Assignment 1
From the news story about the Meridian Hospital court case, print the passage starting at "The Meridian Hospital" up to and including "the move improper.".
Assignment 2
Name every person the article on the Meridian Hospital court case says was charged alongside the hospital.
Assignment 3
Pick up the news story about the Meridian Hospital court case where it ends and keep writing it.

The Meridian Hospital has failed in a bid to stop a criminal case against it.
Justice Jackline Kamau said the High Court cannot stop proceedings in a lower court terming the move improper.
While dismissing the application by the hospital, Justice Kamau found that the two matters would not impact on each other as had been implied.
"Each court would be required to determine the case depending on the evidence that would be placed before it," she said.
The hospital was trying to stop an anti-corruption case before the lower court where they had been charged alongside Lang'at Kerich, Marwa Fadhili Chacha, David Kipruto Chingi, Peter Ngunjiri Wambugu and Ndiba Wairoko.
They were sued by the National Health Insurance Fund (NHIF) for entering into a contract but failing to disclose some facts. The two institutions entered into the said contract on January 1, 2012, to provide primary health care and treatment to all civil servants and disciplined services under premium cover.
However, the hospital was said to be setting up and equipping clinics during this period contrary to what they had informed the health fund.

Dataset
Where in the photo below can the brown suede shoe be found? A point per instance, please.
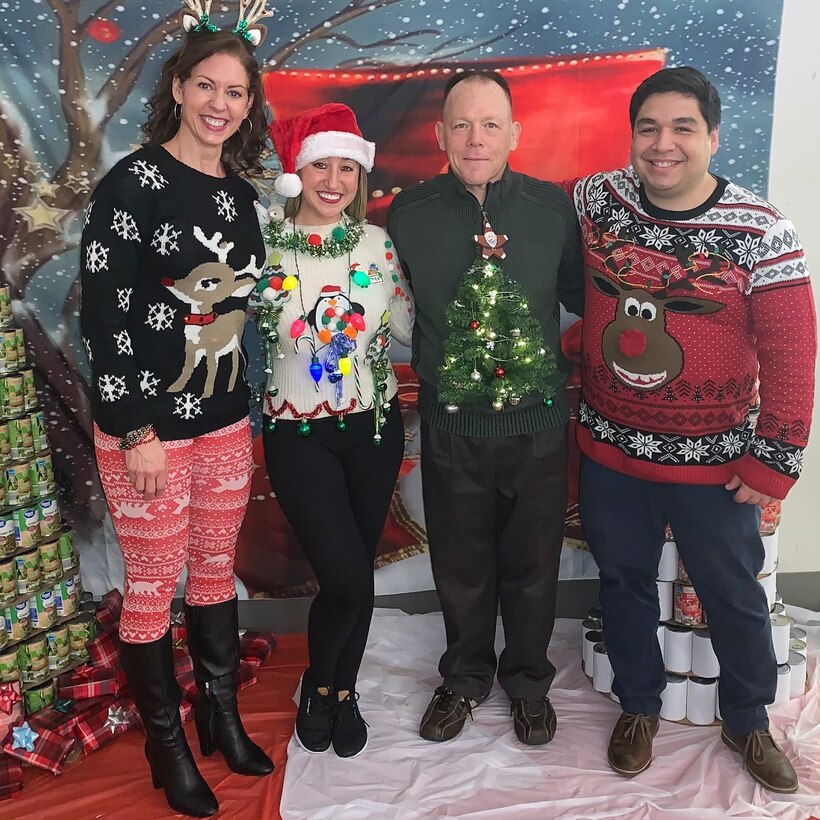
(630, 747)
(763, 759)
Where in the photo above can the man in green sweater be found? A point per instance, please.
(494, 473)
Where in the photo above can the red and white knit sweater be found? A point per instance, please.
(685, 312)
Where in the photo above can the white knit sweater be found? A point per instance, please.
(325, 285)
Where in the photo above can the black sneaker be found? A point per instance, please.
(349, 727)
(314, 720)
(446, 714)
(534, 720)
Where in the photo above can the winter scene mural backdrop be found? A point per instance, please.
(74, 79)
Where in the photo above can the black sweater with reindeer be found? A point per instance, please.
(168, 259)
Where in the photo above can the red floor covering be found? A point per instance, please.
(114, 782)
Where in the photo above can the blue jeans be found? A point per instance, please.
(719, 541)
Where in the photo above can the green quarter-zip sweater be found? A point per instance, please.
(432, 226)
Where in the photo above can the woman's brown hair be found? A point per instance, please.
(241, 151)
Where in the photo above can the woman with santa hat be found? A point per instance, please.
(330, 301)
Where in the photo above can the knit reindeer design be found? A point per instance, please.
(636, 344)
(210, 335)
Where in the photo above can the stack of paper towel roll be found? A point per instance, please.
(692, 668)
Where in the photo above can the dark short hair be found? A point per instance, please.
(684, 80)
(482, 74)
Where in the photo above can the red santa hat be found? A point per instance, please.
(327, 131)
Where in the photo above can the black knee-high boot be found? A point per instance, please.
(213, 638)
(149, 668)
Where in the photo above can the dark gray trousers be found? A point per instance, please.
(494, 509)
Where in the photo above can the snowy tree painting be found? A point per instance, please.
(75, 75)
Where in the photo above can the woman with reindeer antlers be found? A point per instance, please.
(171, 251)
(332, 446)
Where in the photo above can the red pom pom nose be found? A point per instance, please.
(632, 343)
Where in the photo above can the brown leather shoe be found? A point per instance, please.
(630, 747)
(763, 759)
(446, 714)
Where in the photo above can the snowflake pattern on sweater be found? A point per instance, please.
(168, 259)
(691, 317)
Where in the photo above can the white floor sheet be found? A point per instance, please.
(487, 773)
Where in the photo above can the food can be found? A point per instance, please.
(6, 313)
(18, 621)
(42, 610)
(5, 443)
(50, 561)
(8, 339)
(18, 485)
(65, 598)
(80, 633)
(29, 572)
(13, 396)
(67, 547)
(39, 697)
(9, 666)
(20, 339)
(687, 607)
(50, 521)
(29, 389)
(27, 527)
(20, 438)
(8, 579)
(39, 432)
(41, 471)
(33, 658)
(57, 638)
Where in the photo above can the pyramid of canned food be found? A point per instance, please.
(692, 668)
(43, 633)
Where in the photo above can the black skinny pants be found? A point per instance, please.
(335, 488)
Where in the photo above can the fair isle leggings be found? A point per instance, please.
(195, 522)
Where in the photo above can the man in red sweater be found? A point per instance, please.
(696, 289)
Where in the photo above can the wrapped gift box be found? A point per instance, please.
(11, 777)
(100, 726)
(48, 748)
(88, 682)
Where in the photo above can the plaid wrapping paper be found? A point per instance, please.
(109, 611)
(64, 722)
(101, 726)
(88, 682)
(256, 647)
(49, 750)
(11, 777)
(104, 650)
(246, 677)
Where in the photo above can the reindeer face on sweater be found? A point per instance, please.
(636, 344)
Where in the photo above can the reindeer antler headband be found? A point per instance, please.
(197, 18)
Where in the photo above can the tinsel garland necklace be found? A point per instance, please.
(339, 330)
(495, 351)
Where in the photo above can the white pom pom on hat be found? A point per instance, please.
(330, 130)
(288, 185)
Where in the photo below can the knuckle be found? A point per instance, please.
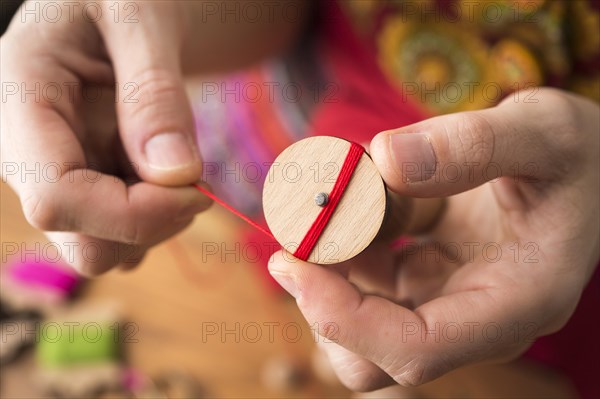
(409, 373)
(153, 94)
(475, 138)
(40, 211)
(360, 379)
(132, 234)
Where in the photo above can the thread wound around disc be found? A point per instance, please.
(308, 168)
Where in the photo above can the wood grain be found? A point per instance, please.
(307, 168)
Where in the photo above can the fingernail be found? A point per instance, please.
(287, 281)
(413, 155)
(170, 151)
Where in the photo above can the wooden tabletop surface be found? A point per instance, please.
(175, 308)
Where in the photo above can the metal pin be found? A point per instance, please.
(321, 199)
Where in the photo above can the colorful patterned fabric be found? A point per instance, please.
(385, 64)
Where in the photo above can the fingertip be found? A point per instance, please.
(384, 160)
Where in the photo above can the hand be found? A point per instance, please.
(506, 263)
(111, 183)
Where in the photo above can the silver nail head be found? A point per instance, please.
(321, 199)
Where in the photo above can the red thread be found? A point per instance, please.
(312, 235)
(233, 210)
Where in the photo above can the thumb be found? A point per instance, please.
(453, 153)
(155, 117)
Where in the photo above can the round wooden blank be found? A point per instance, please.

Reply 1
The Meridian Hospital has failed in a bid to stop a criminal case against it.
Justice Jackline Kamau said the High Court cannot stop proceedings in a lower court terming the move improper.

Reply 2
Lang'at Kerich, Marwa Fadhili Chacha, David Kipruto Chingi, Peter Ngunjiri Wambugu, Ndiba Wairoko

Reply 3
On noting the anomaly, NHIF terminated the contract through a letter dated June 14, 2013, and the hospital was aggrieved that they had not been given the three-month notice required to terminate the contract.
After the termination, the hospital and the five were charged. NHIF argued that it would save the court's time if the proceedings to stop the criminal case are suspended pending a determination by the anti-corruption court.
Through Simeon Kirgotty, NHIF said the court's findings on whether the medical institution had a conspiracy to defraud the health fund, which led to the termination of the contract, would determine the outcome of the case in court. The hospital on the other hand had stated that the reason for seeking a stay on the proceedings before the lower court was to prevent parallel proceedings.